◆ **Requirement**
Please rename "access token" to "bearer token" in the HTTP request walkthrough below, and write out everything from "This sets headers" down to "in JSON format." with that change.

◆ **Extract to read**
════════════════
Set the necessary headers for the connection:

httpClient.addHeader("Authorization", String("Bearer ") + _access_token);
httpClient.addHeader("Content-Type", String("audio/wav; codecs=audio/pcm; samplerate=") + String(RATE));
httpClient.addHeader("Accept", "application/json;text/xml");

This sets headers for authorization using the access token, the audio format using the sample rate, and specifies that the client expects the result in JSON format.

Add the following code to make the REST API call:

Serial.println("Sending speech...");

FlashStream stream;
int httpResponseCode = httpClient.sendRequest("POST", &stream, BUFFER_SIZE);

Serial.println("Speech sent!");

This creates a FlashStream and uses it to stream data to the REST API.

Add the following code to check the response code:

String text = "";

if (httpResponseCode == 200)
════════════════
◆ **Recorded information**
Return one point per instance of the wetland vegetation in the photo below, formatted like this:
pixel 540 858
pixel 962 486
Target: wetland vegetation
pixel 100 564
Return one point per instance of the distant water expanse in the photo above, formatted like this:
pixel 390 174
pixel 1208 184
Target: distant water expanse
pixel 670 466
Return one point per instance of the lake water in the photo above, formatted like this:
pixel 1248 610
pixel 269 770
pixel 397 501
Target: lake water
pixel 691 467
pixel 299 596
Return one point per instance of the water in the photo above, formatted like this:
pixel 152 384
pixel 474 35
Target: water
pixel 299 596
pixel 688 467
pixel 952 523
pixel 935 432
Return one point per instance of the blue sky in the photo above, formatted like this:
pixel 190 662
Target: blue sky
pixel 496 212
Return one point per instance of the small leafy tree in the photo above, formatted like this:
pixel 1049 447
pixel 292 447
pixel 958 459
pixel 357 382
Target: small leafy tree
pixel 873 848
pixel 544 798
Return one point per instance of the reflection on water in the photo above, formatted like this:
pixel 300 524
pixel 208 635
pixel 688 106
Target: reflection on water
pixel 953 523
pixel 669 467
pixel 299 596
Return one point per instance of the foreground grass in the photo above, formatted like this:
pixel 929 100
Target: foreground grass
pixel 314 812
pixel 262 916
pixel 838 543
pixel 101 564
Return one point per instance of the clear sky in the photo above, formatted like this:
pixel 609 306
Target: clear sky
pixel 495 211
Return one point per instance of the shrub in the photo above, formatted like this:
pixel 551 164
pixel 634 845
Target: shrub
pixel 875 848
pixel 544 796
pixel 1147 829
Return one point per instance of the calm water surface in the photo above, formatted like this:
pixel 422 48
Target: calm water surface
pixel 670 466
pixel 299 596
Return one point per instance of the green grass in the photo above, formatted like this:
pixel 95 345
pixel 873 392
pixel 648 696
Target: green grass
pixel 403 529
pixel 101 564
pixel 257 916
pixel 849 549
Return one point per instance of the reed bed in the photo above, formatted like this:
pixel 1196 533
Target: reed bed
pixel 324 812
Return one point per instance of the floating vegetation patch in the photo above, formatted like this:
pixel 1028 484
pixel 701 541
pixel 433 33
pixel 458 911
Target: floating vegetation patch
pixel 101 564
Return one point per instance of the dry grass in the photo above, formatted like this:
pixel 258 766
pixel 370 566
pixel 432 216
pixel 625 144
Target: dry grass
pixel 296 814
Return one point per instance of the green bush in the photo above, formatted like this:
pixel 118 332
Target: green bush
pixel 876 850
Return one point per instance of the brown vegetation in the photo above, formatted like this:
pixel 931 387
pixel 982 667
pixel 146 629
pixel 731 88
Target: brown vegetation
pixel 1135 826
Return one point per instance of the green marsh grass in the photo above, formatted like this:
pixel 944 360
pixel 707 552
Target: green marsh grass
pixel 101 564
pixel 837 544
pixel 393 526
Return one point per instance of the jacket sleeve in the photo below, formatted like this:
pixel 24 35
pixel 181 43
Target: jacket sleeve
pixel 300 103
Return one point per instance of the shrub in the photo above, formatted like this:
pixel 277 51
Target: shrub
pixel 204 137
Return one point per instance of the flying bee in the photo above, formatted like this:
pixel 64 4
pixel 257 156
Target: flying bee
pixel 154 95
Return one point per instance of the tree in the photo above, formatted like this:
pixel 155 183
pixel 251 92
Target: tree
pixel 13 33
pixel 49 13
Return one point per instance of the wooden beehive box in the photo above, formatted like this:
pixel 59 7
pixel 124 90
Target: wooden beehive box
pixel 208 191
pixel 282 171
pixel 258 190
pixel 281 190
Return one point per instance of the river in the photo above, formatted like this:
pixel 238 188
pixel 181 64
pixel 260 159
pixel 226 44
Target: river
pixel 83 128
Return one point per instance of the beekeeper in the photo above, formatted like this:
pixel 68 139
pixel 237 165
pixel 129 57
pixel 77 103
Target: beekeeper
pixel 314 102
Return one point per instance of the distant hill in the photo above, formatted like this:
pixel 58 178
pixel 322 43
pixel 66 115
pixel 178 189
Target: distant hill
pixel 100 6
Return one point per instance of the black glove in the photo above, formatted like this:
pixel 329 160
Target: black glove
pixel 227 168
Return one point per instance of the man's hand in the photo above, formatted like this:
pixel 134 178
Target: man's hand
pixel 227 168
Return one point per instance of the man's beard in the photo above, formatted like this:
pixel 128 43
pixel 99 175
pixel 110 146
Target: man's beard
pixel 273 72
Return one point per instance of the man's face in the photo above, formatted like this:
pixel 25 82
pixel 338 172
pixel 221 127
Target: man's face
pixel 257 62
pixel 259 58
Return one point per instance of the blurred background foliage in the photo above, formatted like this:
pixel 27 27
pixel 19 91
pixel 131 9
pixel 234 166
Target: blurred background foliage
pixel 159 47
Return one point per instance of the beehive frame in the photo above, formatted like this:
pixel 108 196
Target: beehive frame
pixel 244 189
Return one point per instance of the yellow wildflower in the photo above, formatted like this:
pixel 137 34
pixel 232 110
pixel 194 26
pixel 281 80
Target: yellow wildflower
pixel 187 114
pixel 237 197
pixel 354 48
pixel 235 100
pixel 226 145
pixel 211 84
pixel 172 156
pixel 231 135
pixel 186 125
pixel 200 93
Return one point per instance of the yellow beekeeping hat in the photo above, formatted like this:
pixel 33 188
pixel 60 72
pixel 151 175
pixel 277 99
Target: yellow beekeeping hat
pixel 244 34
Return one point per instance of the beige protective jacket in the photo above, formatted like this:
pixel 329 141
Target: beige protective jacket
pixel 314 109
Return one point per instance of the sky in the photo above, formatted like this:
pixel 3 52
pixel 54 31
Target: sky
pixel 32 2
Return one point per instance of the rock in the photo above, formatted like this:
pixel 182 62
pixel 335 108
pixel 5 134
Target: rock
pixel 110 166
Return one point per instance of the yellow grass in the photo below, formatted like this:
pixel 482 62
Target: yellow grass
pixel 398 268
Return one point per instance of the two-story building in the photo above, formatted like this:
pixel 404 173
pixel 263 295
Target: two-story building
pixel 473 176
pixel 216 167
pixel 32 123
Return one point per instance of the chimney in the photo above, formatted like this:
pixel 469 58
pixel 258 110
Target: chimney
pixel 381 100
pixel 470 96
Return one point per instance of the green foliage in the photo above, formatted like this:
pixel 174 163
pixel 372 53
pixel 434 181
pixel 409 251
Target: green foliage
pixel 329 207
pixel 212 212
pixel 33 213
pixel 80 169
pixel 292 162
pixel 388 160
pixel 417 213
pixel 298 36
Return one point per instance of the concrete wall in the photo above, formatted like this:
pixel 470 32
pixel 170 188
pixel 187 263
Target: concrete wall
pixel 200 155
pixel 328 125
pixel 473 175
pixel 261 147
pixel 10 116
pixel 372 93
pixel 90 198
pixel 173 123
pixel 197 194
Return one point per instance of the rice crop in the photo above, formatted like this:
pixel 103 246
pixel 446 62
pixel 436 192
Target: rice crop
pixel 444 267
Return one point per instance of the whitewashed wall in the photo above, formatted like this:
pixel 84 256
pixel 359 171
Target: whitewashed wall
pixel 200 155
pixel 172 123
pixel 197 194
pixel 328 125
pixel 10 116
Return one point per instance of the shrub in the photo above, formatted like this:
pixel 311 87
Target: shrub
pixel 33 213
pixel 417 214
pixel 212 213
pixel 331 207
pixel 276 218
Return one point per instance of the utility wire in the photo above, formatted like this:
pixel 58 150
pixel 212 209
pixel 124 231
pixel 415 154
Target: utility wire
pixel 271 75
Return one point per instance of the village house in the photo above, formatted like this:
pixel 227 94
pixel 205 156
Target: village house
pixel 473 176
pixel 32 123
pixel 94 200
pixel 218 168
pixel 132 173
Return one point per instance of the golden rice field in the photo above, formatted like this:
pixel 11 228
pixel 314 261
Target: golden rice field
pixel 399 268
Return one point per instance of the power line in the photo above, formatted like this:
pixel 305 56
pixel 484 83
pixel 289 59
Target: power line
════════════════
◆ **Correct answer**
This sets headers for authorization using the bearer token, the audio format using the sample rate, and specifies that the client expects the result in JSON format.